** Start Passage provided **
I have a set of old Fong branded brick tread tires that came on my 58 Corvette that I picked up in 2008. A short time later I started looking for these tires when I acquired a few other middleweights but they were no where to be found and my only option then for tires were the Kenda's and CST's. Now we have the Westwind repops with what looks like a recent price increase. I found these and I'm going to get a set to check out the quality. Made by Duro, an offshoot of Fong.

Has anyone here already checked these out?


----------



## rollfaster (Feb 23, 2020)

I could use a set of these for my 64 Typhoon, let me know what you think of them!


----------



## Schwinndemonium (Feb 23, 2020)

I put a set of the actual Fong branded brick tread tires on my  green 5 speed Jag in 2009. I got them from an eBay vendor who was located in Colorado at the time. I wish I could remember his name!!

He had the ID that had the word  lowrider in it, I believe.
** End Passage provided **
What to do:
[A] In the brick tread tire thread, which company makes the tires the first poster plans to buy?
[B] List every bicycle named in the brick tread tire thread.
** Start Supplied information **
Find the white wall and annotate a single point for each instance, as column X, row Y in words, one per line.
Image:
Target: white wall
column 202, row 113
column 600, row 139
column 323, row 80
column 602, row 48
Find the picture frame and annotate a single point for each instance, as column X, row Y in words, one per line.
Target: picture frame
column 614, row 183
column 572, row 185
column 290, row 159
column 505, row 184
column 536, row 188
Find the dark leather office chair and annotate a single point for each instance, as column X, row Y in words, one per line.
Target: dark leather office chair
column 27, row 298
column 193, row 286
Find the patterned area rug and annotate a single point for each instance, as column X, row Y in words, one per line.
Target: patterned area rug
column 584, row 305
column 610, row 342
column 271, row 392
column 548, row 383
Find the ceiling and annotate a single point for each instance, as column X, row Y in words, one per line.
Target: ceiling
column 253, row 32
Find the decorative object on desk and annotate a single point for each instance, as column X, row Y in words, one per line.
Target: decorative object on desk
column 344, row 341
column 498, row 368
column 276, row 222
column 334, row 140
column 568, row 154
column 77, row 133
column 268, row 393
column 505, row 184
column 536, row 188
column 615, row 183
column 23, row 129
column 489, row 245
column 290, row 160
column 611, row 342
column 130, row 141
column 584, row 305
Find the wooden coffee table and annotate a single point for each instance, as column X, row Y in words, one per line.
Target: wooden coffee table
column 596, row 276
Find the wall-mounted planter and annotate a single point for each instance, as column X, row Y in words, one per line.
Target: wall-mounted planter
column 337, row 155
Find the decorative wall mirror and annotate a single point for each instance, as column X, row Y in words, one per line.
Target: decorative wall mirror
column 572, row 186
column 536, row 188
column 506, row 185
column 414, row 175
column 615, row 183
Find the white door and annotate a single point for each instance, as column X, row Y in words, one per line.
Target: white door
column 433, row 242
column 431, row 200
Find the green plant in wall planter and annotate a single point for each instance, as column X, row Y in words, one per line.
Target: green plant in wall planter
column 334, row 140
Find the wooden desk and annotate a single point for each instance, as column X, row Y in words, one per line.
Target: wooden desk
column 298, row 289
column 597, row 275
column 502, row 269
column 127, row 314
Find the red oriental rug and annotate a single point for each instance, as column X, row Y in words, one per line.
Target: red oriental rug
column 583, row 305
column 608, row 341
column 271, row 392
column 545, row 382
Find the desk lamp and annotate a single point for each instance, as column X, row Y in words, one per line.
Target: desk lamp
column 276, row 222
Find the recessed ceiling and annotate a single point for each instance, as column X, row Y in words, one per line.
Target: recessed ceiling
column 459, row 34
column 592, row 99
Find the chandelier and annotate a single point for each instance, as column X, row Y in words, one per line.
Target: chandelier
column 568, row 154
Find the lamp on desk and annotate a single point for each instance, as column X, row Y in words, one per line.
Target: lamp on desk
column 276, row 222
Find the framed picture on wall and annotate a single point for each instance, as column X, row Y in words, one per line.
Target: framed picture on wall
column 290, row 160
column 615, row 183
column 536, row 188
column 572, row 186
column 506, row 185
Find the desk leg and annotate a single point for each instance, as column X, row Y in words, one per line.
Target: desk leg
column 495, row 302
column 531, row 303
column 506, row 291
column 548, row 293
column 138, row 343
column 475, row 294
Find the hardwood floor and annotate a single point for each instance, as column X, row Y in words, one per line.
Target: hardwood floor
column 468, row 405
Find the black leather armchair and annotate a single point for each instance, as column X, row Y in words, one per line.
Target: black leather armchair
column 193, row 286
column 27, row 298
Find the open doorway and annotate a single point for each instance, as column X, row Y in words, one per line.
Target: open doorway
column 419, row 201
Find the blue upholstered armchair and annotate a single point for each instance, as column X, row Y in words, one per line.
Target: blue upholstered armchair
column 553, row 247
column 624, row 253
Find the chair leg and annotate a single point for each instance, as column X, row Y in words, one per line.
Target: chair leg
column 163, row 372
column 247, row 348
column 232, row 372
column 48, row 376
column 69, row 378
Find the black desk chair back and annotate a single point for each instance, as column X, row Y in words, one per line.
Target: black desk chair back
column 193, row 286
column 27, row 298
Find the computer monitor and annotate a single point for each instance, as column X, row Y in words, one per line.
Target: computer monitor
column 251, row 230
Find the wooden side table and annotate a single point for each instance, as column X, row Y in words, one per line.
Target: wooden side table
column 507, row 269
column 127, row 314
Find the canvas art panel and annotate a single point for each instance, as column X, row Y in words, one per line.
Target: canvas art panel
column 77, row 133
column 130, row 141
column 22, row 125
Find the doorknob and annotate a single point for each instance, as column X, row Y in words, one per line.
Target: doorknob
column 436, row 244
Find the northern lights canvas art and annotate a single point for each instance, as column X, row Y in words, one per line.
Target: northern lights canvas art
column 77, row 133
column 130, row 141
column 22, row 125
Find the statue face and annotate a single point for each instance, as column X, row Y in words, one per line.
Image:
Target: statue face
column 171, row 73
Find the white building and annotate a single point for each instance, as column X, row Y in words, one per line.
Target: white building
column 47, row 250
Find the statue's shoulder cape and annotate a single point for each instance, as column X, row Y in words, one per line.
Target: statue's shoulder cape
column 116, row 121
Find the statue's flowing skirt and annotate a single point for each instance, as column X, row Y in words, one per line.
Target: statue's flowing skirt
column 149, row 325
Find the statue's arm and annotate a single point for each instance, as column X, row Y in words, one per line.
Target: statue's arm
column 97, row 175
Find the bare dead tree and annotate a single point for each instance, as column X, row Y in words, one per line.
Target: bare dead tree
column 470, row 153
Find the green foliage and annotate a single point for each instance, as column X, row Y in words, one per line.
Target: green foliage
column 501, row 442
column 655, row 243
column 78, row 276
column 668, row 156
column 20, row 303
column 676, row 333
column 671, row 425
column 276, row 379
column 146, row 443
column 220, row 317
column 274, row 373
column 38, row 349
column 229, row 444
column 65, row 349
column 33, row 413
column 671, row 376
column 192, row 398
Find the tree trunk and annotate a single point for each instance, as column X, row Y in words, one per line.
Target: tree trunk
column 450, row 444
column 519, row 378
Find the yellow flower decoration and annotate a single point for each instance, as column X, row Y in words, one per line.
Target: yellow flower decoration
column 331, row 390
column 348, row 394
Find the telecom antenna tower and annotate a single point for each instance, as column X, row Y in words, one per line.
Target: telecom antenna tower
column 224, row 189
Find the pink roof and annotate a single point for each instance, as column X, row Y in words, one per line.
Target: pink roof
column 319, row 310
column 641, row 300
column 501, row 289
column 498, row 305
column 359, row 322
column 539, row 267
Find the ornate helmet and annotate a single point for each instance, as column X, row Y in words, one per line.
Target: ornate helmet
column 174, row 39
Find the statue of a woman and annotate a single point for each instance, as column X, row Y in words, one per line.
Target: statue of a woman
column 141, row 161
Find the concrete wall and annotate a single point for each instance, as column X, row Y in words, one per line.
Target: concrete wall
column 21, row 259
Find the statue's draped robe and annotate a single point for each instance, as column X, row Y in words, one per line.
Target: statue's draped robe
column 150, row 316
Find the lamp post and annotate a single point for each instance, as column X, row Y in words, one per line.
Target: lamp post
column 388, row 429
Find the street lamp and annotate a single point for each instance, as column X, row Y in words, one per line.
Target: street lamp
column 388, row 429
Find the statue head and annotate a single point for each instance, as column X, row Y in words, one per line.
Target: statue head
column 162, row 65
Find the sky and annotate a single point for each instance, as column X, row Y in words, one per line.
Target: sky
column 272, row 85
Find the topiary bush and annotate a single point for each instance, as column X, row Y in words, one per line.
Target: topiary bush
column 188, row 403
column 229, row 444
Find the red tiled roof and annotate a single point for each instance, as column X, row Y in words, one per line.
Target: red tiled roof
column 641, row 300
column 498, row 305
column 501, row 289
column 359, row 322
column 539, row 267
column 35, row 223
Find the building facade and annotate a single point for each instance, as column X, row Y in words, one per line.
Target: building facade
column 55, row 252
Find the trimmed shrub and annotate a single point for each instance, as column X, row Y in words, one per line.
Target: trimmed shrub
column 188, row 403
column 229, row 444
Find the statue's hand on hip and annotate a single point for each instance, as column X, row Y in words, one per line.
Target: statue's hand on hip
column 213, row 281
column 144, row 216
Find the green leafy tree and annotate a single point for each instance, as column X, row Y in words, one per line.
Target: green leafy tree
** End Supplied information **
Final results:
[A] Duro, an offshoot of Fong.

[B] 58 Corvette, 64 Typhoon, green 5 speed Jag